For my first film celebrating Black History Month, I saw a movie about Al Pacino getting quite old. I’m pretty sure there wasn’t a single Black person in the movie, actually. But it’s L.A., they don’t have many Black people there, it’s mostly Italians, Koreans, and Poles. But you know what, there was an annoyingly talkative person in the audience (at whom I raged internally), so it wasn’t like the experience was wholly without homage (though he was ethnically pale himself). Oh, and the guy who took my ticket was black. So, all in all not exactly what Martin Luther King had envisioned. It’s just as well, this would only have brought shame upon the tribe.
You’ve seen the trailer for Stand Up Guys (2013). Val (Al Pacino) is fresh out of prison and Claphands (Mark Margolis) has set Val’s best bud Doc (Christopher Walken) to kill him by 10am the next day. What you don’t know from the trailer is that Doc paints. Anyway, off they go on a whirlwind night of excitement showing they aren’t that old after all. Except they are and they show it. They go to a brothel and Val has some performance issues, so they break into a pharmacy to redress the matter (and also steal Doc’s more expensive prescriptions). Later they pick up Hirsch (Alan Arkin) from a nursing home and the trio do their thing. All the while, Val knows Doc has to kill him and Doc is quite conflicted about it. How will it end? You can probably guess.
This kind of thing happens pretty frequently. Let’s put together three great actors with a great history and then…get them to shoot things? A few things happen next. The actors, based on years in the business, decide that the script is a good start and it’d be fun to work with friends they hadn’t worked with before. Then the script doesn’t get fixed. The actors see this and phone in their performances. Then the movie kind of sucks and people wonder what the actors were thinking. That’s conjecture, but the only alternative is that everyone just thought they were cashing in which does little to commend them.
Fisher Stevens directs the film without serious technical error (or flourish). The pace, however, is uneven and the music underutilized. Noah Haidle‘s script is occasionally quite funny, but is found lacking when it comes to plotting. Motives are quick to emerge and slow to develop. That’s not the only thing slow to develop. The story comes to mind. Not the actual story, obviously, because that could be summarized in a sentence and giving it seven was something of an exaggeration.
------------------------------------------------
Aim of the task: From the Stand Up Guys review, list every character named in the plot summary along with the actor given for each. This material has no connection to the Stand Up Guys review.

[Referring expression material]
------------------------------------------------
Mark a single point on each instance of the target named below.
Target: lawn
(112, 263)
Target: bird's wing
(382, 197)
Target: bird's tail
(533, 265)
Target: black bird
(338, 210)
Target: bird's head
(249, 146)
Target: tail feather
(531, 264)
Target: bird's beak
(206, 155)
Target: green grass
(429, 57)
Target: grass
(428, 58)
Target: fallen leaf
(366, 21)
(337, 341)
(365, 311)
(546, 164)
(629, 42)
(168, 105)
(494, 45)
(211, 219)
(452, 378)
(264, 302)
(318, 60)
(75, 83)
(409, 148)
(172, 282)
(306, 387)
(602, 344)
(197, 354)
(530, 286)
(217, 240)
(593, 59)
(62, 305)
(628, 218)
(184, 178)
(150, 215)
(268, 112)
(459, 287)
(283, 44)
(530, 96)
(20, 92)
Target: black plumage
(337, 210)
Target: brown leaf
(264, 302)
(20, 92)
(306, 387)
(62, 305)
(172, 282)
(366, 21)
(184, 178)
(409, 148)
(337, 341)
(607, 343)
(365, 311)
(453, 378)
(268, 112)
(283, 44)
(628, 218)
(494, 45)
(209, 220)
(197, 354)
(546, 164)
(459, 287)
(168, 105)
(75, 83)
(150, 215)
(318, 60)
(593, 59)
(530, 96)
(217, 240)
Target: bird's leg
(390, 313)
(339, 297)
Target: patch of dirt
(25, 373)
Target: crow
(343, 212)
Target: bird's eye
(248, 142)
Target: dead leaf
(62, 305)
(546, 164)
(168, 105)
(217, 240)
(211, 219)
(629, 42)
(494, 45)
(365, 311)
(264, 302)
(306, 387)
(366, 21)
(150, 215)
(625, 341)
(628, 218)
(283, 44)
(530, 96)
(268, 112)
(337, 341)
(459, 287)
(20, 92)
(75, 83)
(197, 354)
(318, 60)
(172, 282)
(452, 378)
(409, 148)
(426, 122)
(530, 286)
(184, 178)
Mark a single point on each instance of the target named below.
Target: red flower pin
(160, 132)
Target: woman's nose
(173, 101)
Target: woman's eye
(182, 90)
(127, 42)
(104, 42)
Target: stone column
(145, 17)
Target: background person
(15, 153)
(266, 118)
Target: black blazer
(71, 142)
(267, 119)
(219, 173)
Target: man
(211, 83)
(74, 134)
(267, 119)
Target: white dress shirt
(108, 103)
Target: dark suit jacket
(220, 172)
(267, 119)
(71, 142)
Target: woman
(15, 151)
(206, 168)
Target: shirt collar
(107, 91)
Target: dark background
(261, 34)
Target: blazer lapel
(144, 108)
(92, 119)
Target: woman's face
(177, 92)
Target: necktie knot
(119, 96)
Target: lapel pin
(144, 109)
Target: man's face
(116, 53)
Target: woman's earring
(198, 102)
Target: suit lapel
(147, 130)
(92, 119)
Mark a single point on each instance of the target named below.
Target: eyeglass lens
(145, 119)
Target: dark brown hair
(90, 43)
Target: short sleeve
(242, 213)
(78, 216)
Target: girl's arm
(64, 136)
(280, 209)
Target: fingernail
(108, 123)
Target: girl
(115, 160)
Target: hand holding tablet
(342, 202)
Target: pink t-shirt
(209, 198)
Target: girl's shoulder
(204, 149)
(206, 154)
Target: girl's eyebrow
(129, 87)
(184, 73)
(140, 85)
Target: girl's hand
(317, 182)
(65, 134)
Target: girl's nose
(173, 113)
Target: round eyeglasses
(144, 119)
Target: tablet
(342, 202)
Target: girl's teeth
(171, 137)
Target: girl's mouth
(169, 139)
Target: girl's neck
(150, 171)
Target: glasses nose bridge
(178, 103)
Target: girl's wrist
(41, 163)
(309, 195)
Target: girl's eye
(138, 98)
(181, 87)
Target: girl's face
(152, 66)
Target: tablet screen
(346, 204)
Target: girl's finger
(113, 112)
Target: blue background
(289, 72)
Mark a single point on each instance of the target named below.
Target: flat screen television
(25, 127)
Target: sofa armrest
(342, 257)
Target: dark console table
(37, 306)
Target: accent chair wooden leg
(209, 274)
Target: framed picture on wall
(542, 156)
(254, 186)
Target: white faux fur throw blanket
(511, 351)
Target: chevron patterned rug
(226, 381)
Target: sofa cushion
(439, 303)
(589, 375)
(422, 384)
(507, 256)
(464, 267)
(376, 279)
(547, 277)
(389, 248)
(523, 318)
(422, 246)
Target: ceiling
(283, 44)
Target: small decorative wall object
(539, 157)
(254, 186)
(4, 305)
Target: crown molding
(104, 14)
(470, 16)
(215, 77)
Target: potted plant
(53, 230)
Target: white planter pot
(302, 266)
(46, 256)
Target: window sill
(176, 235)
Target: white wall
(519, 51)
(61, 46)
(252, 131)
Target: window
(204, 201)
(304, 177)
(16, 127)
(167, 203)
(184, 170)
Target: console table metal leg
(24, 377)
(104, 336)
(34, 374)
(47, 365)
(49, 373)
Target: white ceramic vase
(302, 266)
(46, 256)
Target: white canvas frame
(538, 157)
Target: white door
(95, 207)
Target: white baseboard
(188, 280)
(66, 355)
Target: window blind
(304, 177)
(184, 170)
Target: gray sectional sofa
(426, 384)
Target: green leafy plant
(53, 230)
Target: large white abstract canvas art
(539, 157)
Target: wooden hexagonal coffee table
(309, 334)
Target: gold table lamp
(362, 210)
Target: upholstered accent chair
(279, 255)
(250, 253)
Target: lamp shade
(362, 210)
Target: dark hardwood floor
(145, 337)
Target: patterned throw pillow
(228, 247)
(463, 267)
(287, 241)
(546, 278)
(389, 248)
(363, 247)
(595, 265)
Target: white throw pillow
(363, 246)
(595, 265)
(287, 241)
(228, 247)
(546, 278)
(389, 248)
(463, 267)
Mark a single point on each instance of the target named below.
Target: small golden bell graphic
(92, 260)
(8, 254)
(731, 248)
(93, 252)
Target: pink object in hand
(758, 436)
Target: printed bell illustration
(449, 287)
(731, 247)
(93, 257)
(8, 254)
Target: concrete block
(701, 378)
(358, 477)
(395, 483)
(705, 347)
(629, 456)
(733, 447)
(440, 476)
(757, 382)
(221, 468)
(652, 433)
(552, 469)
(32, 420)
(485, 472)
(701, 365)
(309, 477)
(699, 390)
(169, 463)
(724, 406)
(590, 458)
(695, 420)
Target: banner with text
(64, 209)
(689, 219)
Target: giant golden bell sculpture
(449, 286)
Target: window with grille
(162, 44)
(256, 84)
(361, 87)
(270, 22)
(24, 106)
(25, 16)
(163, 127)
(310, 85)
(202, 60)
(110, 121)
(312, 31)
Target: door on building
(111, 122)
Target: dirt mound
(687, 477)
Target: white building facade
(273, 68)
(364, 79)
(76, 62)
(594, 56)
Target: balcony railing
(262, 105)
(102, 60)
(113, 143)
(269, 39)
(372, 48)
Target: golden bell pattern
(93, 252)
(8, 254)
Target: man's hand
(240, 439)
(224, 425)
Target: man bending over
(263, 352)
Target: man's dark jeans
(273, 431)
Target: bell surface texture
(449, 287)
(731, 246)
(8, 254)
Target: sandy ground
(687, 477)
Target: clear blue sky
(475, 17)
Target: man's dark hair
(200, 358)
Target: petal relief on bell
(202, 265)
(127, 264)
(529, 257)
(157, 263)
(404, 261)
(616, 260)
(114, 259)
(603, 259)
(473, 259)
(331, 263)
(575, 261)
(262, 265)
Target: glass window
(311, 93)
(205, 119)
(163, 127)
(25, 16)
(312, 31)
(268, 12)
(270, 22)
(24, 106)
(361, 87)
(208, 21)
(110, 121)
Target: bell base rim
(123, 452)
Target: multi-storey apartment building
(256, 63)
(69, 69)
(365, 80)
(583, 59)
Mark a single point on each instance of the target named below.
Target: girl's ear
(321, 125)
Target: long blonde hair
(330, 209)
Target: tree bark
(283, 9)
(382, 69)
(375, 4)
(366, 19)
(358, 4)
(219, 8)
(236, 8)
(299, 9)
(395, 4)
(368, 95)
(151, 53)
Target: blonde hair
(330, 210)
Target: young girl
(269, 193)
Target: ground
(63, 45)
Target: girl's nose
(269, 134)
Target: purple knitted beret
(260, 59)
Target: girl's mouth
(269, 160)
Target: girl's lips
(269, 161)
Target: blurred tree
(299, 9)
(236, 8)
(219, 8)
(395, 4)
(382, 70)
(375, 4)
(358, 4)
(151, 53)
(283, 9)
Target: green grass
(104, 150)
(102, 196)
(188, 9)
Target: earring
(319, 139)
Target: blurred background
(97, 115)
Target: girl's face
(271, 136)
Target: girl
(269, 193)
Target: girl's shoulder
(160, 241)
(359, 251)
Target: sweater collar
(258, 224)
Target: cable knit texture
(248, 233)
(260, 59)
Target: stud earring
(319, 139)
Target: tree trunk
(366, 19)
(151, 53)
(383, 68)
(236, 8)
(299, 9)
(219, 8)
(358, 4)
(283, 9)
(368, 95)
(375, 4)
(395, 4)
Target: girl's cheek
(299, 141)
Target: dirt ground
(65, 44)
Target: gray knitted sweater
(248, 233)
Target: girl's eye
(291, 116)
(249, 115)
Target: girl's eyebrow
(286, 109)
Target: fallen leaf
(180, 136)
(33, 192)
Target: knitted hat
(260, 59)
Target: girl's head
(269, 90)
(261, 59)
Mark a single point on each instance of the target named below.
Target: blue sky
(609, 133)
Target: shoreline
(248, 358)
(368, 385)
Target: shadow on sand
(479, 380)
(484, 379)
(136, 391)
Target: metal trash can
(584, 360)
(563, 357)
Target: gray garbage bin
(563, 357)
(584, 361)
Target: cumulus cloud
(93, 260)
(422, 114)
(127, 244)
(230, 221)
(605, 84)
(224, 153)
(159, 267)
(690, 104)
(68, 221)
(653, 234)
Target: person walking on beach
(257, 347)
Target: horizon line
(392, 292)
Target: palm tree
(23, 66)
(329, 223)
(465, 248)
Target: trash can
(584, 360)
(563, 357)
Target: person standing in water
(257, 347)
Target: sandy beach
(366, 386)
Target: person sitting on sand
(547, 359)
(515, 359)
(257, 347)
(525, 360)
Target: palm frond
------------------------------------------------
Output:
- Val: Al Pacino
- Claphands: Mark Margolis
- Doc: Christopher Walken
- Hirsch: Alan Arkin